→ **What you have to do**
Having read the entries, repeat all of them exactly.

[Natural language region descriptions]
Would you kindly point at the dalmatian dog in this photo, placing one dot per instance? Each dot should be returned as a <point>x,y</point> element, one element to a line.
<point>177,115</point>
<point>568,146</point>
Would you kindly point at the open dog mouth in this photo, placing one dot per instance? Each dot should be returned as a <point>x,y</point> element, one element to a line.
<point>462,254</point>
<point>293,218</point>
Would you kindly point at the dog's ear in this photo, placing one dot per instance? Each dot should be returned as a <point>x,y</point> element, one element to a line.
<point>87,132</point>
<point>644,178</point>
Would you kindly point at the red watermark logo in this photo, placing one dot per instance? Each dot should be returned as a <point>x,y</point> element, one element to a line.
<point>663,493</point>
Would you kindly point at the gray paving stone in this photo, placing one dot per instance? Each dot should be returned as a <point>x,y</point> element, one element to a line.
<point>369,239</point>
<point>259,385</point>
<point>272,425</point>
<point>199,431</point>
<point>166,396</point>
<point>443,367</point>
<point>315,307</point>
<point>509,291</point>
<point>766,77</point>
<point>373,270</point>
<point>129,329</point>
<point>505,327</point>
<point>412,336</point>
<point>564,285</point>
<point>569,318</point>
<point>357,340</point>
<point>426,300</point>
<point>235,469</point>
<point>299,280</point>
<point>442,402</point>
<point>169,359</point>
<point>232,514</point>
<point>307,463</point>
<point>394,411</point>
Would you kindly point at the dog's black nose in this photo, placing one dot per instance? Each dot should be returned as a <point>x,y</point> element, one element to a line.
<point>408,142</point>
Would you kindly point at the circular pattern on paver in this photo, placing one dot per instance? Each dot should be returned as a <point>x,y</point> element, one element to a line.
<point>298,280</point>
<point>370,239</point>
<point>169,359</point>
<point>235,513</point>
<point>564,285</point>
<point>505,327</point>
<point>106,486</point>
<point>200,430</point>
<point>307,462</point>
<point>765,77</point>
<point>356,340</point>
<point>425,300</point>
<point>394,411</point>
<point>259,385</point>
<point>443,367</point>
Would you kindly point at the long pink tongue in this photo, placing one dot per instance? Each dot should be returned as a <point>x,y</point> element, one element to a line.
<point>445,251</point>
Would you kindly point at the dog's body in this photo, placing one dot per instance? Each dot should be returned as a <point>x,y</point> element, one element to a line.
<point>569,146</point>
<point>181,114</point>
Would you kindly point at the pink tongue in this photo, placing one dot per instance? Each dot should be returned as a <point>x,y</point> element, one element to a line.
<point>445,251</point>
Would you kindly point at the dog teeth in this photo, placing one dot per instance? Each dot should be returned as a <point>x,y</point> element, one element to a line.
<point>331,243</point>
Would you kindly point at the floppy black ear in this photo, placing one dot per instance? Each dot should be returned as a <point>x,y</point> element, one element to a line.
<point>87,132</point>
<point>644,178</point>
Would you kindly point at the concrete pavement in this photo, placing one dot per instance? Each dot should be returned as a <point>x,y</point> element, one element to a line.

→ **Task result**
Would you kindly point at the dalmatian dog in this photo, placing one dot per instance? Each dot should be returned as a <point>x,y</point> element, one element to a line.
<point>177,115</point>
<point>568,146</point>
Would you kindly point at the open dog mouth in this photo, placing one dot per instance? Each dot should be returned as a <point>x,y</point> element, one element to a line.
<point>462,254</point>
<point>293,218</point>
Would you kindly point at the dog's ear in this photo, placing one dot per instance? Each dot should be returned as a <point>x,y</point> element, one element to a line.
<point>87,132</point>
<point>644,178</point>
Would you kindly point at the red watermark logo in this photo, placing one dot per instance? Each dot should be returned as a <point>x,y</point> element, one element to a line.
<point>663,493</point>
Would you kindly point at the gray paving stone in this photo, placing one dot per instance? Each dot should be returned as a <point>x,y</point> element, one element to a line.
<point>369,239</point>
<point>259,385</point>
<point>272,425</point>
<point>199,431</point>
<point>166,396</point>
<point>443,367</point>
<point>315,307</point>
<point>509,291</point>
<point>766,77</point>
<point>373,270</point>
<point>129,329</point>
<point>505,327</point>
<point>412,336</point>
<point>564,285</point>
<point>569,318</point>
<point>357,340</point>
<point>426,300</point>
<point>235,469</point>
<point>299,280</point>
<point>442,402</point>
<point>169,359</point>
<point>232,514</point>
<point>307,463</point>
<point>394,411</point>
Would you kindly point at the dog's black nose in this photo, placing one dot per instance? Each dot should be returned as a <point>x,y</point> element, one element to a line.
<point>408,142</point>
Would you kindly point at the circular pattern on paver in this photo, placing one dot per instance? Each dot should be returned as a <point>x,y</point> element, one element to a line.
<point>298,280</point>
<point>370,239</point>
<point>169,359</point>
<point>235,513</point>
<point>564,285</point>
<point>505,327</point>
<point>106,486</point>
<point>200,430</point>
<point>307,462</point>
<point>765,77</point>
<point>356,340</point>
<point>425,300</point>
<point>394,411</point>
<point>259,385</point>
<point>443,367</point>
Would you kindly point at the long pink tongue in this photo, placing one dot per instance? Each dot should be returned as a <point>x,y</point> element, one element to a line.
<point>445,251</point>
Would you kindly point at the dog's body in this photo, placing one dot per instance? Each dot should be returned as a <point>x,y</point> element, one element to a line.
<point>569,146</point>
<point>181,114</point>
Would you kindly point at the pink tongue in this photo, placing one dot per instance? Each dot should be returned as a <point>x,y</point> element, one element to a line.
<point>445,251</point>
Would you kindly point at the dog teeth in this photo, placing one dot per instance? Each dot should be returned as a <point>x,y</point> element, one element to a line.
<point>331,243</point>
Would you kindly point at the floppy black ear in this photo, placing one dot per instance? Each dot should be returned as a <point>x,y</point> element, one element to a line.
<point>87,132</point>
<point>644,178</point>
Would you kindly point at the concrete pavement in this photo, placing one dot per instance? Each dot should be returned as a <point>x,y</point> element, one element to a line.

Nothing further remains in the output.